Problem details | Please render the material as a Markdown table with the columns Row and Entry, starting at the line that contains "of the microwave" and ending at the line that contains "[[128, 371], [209, 165]]", both lines included. Give one numbered row per line and leave out blank lines.

___ Material provided

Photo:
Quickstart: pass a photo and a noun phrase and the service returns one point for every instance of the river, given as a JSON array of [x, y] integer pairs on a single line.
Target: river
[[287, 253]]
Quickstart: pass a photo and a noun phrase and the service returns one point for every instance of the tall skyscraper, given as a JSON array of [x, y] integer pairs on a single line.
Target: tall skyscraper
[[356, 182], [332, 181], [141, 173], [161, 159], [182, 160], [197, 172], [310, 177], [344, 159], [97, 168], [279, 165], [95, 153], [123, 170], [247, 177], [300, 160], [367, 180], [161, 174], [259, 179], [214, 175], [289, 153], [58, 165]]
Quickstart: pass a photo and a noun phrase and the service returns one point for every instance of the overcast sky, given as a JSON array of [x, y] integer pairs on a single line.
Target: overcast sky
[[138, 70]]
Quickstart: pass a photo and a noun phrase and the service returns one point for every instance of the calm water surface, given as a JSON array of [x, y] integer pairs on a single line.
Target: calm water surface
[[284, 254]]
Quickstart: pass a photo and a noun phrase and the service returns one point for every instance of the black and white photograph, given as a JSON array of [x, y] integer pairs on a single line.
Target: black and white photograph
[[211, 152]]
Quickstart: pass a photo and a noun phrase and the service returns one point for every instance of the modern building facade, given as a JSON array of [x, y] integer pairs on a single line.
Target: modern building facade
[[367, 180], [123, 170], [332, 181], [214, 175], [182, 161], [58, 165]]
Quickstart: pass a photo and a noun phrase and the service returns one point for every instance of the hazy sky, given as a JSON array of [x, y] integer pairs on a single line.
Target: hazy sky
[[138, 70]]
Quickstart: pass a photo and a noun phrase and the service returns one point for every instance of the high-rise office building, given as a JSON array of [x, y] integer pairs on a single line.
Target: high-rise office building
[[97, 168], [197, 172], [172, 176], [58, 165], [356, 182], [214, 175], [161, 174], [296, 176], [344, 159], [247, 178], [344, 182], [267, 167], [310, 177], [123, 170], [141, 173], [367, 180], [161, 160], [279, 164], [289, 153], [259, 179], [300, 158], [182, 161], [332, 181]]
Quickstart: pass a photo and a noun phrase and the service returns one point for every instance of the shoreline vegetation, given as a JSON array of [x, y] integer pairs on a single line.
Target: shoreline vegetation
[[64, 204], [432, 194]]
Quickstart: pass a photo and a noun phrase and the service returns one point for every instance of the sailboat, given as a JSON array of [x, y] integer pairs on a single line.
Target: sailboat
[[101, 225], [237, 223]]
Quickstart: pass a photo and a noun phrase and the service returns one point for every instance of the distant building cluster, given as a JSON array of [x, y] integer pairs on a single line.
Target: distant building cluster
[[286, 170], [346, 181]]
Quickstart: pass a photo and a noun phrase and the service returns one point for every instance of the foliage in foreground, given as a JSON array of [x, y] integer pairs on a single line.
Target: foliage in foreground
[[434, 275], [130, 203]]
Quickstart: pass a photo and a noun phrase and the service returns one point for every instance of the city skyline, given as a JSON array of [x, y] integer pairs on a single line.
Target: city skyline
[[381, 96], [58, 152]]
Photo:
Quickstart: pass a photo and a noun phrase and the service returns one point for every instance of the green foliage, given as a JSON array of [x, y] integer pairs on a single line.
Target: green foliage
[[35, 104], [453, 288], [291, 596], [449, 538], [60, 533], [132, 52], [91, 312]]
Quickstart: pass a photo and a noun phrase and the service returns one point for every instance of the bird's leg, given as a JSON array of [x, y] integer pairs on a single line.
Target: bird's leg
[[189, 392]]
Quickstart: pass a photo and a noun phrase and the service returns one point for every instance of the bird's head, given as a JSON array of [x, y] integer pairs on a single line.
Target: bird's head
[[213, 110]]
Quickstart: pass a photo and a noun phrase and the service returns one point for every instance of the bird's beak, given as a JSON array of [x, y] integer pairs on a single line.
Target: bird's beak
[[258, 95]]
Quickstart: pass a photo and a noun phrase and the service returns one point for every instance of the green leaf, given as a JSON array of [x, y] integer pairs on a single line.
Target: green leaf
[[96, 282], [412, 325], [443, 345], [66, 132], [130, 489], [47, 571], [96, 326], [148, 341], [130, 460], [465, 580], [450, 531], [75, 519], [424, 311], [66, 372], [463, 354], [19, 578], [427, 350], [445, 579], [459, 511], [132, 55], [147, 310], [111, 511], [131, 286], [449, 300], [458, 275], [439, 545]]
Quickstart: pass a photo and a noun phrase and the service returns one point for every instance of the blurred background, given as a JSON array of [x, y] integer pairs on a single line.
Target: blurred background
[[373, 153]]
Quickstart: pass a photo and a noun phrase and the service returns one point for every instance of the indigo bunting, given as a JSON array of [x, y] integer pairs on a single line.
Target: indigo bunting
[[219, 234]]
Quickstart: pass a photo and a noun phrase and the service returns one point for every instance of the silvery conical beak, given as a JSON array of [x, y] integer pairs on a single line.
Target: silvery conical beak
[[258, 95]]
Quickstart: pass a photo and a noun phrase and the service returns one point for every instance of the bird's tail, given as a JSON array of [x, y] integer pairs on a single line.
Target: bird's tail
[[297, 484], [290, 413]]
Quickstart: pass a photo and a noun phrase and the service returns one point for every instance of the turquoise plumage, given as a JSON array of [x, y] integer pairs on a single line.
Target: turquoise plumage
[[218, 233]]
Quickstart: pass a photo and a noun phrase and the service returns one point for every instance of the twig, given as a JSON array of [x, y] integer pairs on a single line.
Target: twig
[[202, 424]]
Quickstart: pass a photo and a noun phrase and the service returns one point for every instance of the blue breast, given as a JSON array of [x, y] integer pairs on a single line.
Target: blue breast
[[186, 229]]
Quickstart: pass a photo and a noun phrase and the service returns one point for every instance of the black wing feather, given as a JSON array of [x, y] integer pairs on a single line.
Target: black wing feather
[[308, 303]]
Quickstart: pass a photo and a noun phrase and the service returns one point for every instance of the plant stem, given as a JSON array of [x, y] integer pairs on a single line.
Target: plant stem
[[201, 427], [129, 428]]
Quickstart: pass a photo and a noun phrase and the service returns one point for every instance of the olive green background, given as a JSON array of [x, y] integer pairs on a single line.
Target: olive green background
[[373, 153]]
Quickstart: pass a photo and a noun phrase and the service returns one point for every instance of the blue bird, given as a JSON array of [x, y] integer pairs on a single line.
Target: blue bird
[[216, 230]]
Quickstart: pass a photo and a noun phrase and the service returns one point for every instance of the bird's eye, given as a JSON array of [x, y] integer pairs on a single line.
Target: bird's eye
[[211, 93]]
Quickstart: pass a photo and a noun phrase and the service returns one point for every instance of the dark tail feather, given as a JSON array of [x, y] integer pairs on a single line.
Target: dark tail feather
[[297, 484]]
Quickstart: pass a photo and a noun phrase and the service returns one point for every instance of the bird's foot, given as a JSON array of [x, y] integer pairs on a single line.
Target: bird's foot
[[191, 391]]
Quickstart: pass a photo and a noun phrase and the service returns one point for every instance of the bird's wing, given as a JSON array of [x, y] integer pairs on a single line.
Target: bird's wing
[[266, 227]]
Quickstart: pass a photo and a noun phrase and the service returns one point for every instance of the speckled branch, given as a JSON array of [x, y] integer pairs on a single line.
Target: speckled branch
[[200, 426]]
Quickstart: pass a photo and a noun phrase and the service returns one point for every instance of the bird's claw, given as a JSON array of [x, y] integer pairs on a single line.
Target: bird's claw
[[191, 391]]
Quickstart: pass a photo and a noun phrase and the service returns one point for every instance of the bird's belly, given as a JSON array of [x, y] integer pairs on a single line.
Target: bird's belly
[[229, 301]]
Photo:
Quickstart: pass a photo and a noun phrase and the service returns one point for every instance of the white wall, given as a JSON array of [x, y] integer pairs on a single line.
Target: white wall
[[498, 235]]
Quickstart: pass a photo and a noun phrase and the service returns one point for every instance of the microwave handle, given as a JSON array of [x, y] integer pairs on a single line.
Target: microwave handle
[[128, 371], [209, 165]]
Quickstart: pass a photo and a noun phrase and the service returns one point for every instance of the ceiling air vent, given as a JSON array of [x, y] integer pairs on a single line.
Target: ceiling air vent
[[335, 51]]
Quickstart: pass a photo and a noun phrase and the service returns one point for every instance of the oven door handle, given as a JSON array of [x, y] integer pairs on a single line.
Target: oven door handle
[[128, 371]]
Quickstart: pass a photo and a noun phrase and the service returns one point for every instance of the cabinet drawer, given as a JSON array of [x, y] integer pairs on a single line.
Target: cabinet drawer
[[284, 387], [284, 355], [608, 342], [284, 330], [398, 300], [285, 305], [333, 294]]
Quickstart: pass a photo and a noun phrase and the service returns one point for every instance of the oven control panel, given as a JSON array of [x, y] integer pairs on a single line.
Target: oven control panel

______

Problem solution |
| Row | Entry |
|---|---|
| 1 | Quickstart: pass a photo and a noun phrase and the service returns one point for every instance of the microwave handle, given as a JSON array of [x, y] integer pairs on a single line. |
| 2 | Target: microwave handle |
| 3 | [[128, 371], [209, 165]] |